### Source document:
I don’t know enough about the sport yet to say that Francisco is as great as his grandfather. But I can say certainly that he does not seem to use any mystifications. Hemingway would have dedicated a book to the brothers Ordóñez if he’d lived to see them. I feel therefore that it’s my duty to make some record for this magazine of their competition, and I will continue this as a series. Next I’ll write of Cayetano.
By Kaelan Smith


April 23rd, 2009 at 5:33 pm
The matador is a coward who kills a creature already weakened by torture. The bull is confined in a dark box. Suddenly a metal spike is stabbed into his back. The bull, injured and disoriented, is then put in the bright arena. Picadors on horses, which themselves are often injured, stab lances into the horse, causing deep wounds. The bull starts to bleed to death. The neck muscles have been damaged and he cannot hold his head up. There is increasing blood loss, causing the bull a raging thirst as well as pain. Banderillos drive harpoons into the bull’s back, causing more blood loss. The bull must be very weak before the matador faces him. Finally the matador uses a metre long sword to try to pierce his heart but it often pierces the bull’s lungs, causing him to drown in his own blood. After the bull collapses, the tail and ears are cut off the usually still living bull and given as a prize to the matador. Then the bull is dragged out by its horns. The testicles are considered a prized tasty snack. Oh, yes, a brave spectacle—a bleeding, weakened, tortured animal slowly killed for the amusement of a bloodthirsty crowd.

### The task:
Carry the bullfighting text forward, starting right after its final sentence.

### Provided data:
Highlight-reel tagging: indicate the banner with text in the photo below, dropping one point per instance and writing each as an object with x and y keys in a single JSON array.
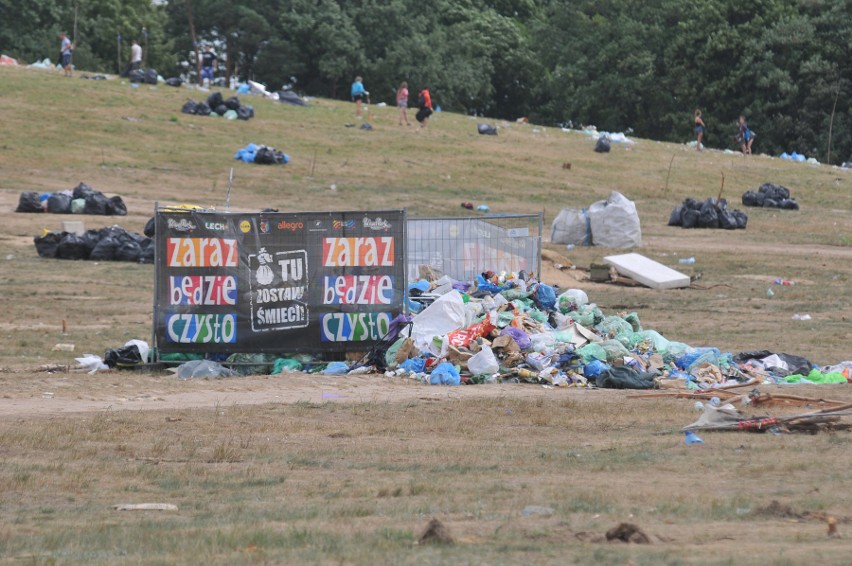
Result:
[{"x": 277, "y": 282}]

### Written answer:
April 23rd, 2009 at 11:06 pm
Animal rights aside, if there is anything the matador isn’t it’s a coward. The picadors pic the bulls, of course, and not the horses themselves. That would be counter-productive. In the old days of bullfighting the horses had no protection and would often be gored and run neighing about the corrida trailing their entrails. That was likely unpleasant.
I believe most swords are a meter long, so I’m not sure what is particularly cowardly about that length. The blade must be long enough to get to the heart, after all. Certainly going in over the horn, exposing the body to the tip, is not at all cowardly. It is in fact quite brave. The show may be spectacular, and technically unnecessary (though by that argument so is the ballet), but it is not any crueler than a slaughterhouse. But I’m sure you don’t care for slaughterhouses, or even hunting, for that matter.
If the bull is pic-ed too deeply, he will bleed out and weaken. A strong and brave bull, lightly pic-ed, will keep his head lower so that the matador may pass him, but he does not bleed out any more than does a fighter with a torn brow. And I believe you mean that the banderilleros place the banderillas, which are barbed darts, in the bull’s back. Calling them harpoons gives a false impression.
The bullfight is a tragedy, and not a competition, but ask Cayetano Ordóñez, whose liver ruptured when he was trampled recently, if it is a safe and cowardly sport without great risk. He would tell you that it requires great art and courage to fight a bull calmly and beautifully. I hope you don’t spend too much time scouring the internet for bullfighting articles so that you can moralize.
April 24th, 2009 at 2:28 pm
Dear Tree Riesener,
… wait, Tree?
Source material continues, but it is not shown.